#### Task goal
Show all lines from the records below in which the string "glass" is present.

====== Source information ======

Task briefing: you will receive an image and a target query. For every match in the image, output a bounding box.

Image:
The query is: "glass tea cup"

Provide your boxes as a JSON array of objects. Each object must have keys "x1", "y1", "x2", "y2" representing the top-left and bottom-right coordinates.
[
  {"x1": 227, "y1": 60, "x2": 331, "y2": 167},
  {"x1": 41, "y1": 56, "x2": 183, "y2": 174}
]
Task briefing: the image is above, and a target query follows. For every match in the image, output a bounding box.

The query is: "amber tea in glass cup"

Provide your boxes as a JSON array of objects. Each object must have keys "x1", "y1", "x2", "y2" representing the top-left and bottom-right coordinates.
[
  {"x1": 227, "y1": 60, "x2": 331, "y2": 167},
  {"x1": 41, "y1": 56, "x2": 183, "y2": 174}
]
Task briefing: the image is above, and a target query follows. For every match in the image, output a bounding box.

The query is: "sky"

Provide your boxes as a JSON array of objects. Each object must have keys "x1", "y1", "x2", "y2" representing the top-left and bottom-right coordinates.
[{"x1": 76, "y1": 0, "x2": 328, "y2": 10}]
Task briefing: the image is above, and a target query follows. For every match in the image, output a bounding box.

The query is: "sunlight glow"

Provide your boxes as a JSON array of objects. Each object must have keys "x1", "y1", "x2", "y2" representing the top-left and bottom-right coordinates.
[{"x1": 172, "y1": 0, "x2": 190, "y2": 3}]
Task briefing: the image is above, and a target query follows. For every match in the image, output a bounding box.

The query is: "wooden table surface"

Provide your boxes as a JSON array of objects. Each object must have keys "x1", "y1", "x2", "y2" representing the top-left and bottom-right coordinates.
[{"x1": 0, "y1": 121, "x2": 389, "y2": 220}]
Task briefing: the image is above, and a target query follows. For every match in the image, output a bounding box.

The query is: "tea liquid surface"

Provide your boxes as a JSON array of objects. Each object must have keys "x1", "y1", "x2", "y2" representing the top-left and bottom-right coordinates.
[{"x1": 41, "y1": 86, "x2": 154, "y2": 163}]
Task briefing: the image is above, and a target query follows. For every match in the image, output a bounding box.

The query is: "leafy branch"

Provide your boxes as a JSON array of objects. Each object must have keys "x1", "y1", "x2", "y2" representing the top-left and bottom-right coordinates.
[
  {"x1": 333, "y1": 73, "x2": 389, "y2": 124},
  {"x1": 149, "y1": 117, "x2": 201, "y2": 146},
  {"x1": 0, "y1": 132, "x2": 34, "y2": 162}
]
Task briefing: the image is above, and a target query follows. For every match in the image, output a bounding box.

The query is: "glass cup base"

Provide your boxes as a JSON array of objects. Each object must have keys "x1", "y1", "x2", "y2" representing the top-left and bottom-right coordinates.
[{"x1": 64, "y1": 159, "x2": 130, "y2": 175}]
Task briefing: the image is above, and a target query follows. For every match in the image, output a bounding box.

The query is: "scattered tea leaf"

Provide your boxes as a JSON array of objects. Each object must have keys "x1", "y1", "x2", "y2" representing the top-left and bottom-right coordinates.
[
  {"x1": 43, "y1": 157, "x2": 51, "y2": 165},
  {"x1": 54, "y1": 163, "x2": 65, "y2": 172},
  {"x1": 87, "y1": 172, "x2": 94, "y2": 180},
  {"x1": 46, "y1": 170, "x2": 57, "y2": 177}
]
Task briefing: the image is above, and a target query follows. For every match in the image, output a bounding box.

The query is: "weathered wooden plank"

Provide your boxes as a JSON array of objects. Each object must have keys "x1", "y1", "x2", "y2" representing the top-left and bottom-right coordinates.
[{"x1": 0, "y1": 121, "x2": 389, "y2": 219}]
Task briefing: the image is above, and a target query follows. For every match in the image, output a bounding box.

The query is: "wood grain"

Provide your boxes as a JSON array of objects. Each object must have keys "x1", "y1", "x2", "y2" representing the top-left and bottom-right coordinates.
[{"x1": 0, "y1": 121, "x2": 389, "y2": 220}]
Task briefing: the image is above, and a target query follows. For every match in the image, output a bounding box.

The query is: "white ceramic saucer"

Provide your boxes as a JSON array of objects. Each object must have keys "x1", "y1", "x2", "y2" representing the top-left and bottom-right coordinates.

======

#### Solution for this problem
The query is: "glass tea cup"
The query is: "amber tea in glass cup"
The query is: "glass cup base"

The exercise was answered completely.